For decades, the story of China’s rise was framed as an economic miracle, the workshop of the world, producing cheap goods that filled American homes and fueled corporate profit.
But today, the narrative has become very different.
The United States now calls China its greatest threat; tariffs, sanctions and military posturing dominate the headlines.
When Washington says China is dangerous, the focus is often on ideology or military power, but the deeper story is about economics and about how China’s rise has upset a system the West has relied on for centuries.
That system depends on a global divide. Wealthy countries at the core extract value from cheaper labor and resources in the Global South, this unequal exchange has long powered Western prosperity.
When China opened to foreign investments in the 1980s it became central to this arrangement.
Apple, for example, built its empire on the backs of low wage but highly skilled Chinese workers.
In 2005, Chinese factory wages averaged less than $1 an hour, today, it is over $8, which is higher than every other developing country in Asia.
The result is transformative for Chinese workers, better pay, health care, housing, but disastrous for Western firms whose profits rely on keeping labor costs down.
For Washington, this isn’t just a shift in numbers; it’s a shift in power. China is no longer the endless pool of cheap labor it once was, and that makes the global order as America has known it harder to sustain.
Rising wages also changed the terms of trade. For decades, China had to export huge volumes of goods to afford the imports it needed. Today, that imbalance has narrowed.
The United States and its allies can no longer extract the same value from Chinese labor, consequently, US hostility sharpened.

=== Data extracts ===
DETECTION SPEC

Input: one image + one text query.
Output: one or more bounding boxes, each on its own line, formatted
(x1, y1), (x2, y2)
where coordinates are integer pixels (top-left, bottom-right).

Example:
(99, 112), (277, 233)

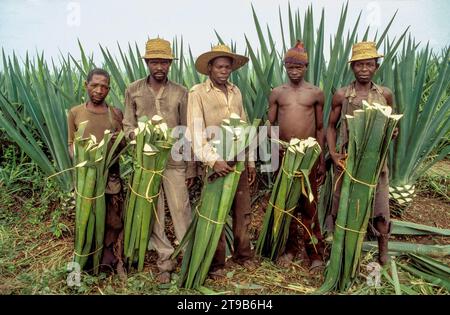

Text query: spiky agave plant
(388, 38), (450, 215)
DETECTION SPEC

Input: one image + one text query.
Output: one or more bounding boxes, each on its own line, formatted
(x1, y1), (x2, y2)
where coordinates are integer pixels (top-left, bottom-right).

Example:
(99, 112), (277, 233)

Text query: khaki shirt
(123, 76), (195, 178)
(67, 103), (122, 194)
(337, 81), (387, 152)
(67, 103), (122, 145)
(187, 78), (255, 167)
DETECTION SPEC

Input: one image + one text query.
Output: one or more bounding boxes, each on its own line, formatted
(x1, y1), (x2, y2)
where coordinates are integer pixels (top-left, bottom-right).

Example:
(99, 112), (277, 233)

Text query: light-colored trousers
(148, 168), (192, 272)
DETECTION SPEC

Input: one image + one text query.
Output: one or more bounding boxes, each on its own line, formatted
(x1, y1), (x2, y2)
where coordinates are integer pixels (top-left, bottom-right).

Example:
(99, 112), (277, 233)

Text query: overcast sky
(0, 0), (450, 64)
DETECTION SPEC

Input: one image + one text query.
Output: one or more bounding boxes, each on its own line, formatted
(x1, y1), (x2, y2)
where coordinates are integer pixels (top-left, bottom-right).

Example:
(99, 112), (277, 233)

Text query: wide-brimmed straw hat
(195, 45), (248, 75)
(142, 38), (176, 60)
(349, 42), (384, 62)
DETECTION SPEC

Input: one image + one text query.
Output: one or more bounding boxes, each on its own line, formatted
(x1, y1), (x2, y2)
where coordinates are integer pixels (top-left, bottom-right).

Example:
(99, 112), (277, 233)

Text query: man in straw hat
(188, 45), (256, 278)
(123, 38), (195, 283)
(268, 41), (325, 272)
(67, 68), (126, 280)
(327, 42), (397, 265)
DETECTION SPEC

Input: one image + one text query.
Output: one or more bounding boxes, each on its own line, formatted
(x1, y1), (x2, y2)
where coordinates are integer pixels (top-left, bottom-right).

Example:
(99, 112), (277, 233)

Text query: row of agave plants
(0, 4), (450, 215)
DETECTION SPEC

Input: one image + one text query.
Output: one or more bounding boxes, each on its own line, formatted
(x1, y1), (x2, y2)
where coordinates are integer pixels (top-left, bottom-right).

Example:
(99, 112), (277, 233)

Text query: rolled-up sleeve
(237, 92), (256, 168)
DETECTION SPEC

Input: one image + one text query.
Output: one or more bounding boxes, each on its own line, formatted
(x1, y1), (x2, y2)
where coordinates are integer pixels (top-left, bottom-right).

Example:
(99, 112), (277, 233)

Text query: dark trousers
(211, 169), (253, 270)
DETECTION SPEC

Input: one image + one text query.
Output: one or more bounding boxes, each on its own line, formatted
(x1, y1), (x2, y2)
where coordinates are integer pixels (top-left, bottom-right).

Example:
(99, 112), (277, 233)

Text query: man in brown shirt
(67, 69), (125, 278)
(188, 45), (256, 278)
(327, 42), (398, 265)
(123, 38), (196, 283)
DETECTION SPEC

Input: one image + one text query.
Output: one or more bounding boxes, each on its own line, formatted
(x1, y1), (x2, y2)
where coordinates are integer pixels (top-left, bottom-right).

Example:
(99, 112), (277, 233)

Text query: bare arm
(314, 90), (325, 185)
(315, 91), (326, 161)
(383, 87), (398, 139)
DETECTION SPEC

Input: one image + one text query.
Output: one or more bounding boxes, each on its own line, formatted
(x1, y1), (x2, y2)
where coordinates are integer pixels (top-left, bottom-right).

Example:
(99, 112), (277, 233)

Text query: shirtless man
(268, 42), (325, 272)
(327, 42), (398, 265)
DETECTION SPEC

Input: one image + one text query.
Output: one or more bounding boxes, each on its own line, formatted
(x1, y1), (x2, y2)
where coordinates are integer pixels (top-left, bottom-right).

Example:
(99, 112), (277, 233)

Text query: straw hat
(142, 38), (176, 60)
(349, 42), (383, 62)
(195, 45), (248, 75)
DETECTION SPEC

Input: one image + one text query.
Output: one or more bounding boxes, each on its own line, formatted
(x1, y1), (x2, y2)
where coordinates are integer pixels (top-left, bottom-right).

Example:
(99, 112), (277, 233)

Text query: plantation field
(0, 4), (450, 295)
(0, 160), (450, 294)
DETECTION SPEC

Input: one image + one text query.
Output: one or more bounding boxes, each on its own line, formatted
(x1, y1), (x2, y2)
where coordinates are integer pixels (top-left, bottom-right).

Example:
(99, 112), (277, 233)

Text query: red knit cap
(284, 40), (308, 65)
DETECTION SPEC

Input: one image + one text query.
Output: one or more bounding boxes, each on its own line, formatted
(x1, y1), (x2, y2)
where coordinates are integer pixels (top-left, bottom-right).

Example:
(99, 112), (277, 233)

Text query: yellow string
(73, 245), (103, 257)
(135, 163), (164, 176)
(128, 183), (161, 225)
(269, 201), (319, 254)
(195, 206), (225, 224)
(335, 223), (366, 234)
(128, 184), (159, 203)
(75, 187), (105, 200)
(281, 167), (303, 177)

=== Assignment ===
Return the whole piece on China's rising wages and US hostility, word for word. None of the entries matter here.

=== Solution for this exercise ===
For decades, the story of China’s rise was framed as an economic miracle, the workshop of the world, producing cheap goods that filled American homes and fueled corporate profit.
But today, the narrative has become very different.
The United States now calls China its greatest threat; tariffs, sanctions and military posturing dominate the headlines.
When Washington says China is dangerous, the focus is often on ideology or military power, but the deeper story is about economics and about how China’s rise has upset a system the West has relied on for centuries.
That system depends on a global divide. Wealthy countries at the core extract value from cheaper labor and resources in the Global South, this unequal exchange has long powered Western prosperity.
When China opened to foreign investments in the 1980s it became central to this arrangement.
Apple, for example, built its empire on the backs of low wage but highly skilled Chinese workers.
In 2005, Chinese factory wages averaged less than $1 an hour, today, it is over $8, which is higher than every other developing country in Asia.
The result is transformative for Chinese workers, better pay, health care, housing, but disastrous for Western firms whose profits rely on keeping labor costs down.
For Washington, this isn’t just a shift in numbers; it’s a shift in power. China is no longer the endless pool of cheap labor it once was, and that makes the global order as America has known it harder to sustain.
Rising wages also changed the terms of trade. For decades, China had to export huge volumes of goods to afford the imports it needed. Today, that imbalance has narrowed.
The United States and its allies can no longer extract the same value from Chinese labor, consequently, US hostility sharpened.